** start of Given records **

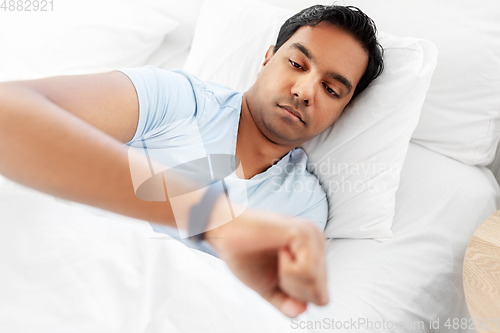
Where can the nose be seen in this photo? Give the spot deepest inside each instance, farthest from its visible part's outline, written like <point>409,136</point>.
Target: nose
<point>304,88</point>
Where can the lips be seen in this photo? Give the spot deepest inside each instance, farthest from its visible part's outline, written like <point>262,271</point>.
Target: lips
<point>292,111</point>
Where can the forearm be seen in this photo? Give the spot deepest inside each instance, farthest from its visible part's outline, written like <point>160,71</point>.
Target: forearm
<point>47,148</point>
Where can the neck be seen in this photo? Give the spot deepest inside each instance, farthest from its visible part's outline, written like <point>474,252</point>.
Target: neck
<point>254,150</point>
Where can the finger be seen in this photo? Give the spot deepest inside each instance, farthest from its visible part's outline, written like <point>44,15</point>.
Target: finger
<point>289,306</point>
<point>303,275</point>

** end of Given records **

- [Written task] Pull every line of text from the entries above and reproduce it word for word, in order. Leave out the pictures.

- [Result for this exercise]
Where can the nose be seen in this photo? Give the spot deepest inside each instance, farthest from its visible part's outline, written like <point>409,136</point>.
Target: nose
<point>304,88</point>
Where can the lips be seen in this photo? Give the spot deepest inside each instance, farthest from its visible part's outline, written like <point>262,271</point>.
Target: lips
<point>292,111</point>
Where can the forearm be seen in this photo? Give the spot deepest inside each instance, farthest from its visible part's outline, written like <point>160,71</point>.
Target: forearm
<point>47,148</point>
Where can the neck be seen in this photo? Give the spot deepest inside each instance, farthest from its visible part's outline, written like <point>474,252</point>.
Target: neck
<point>254,150</point>
Where can the finger be seen in this photo? Give the spot deepest inside each instance, farthest from its visible part's outline, written like <point>44,15</point>.
Target: finger
<point>289,306</point>
<point>303,275</point>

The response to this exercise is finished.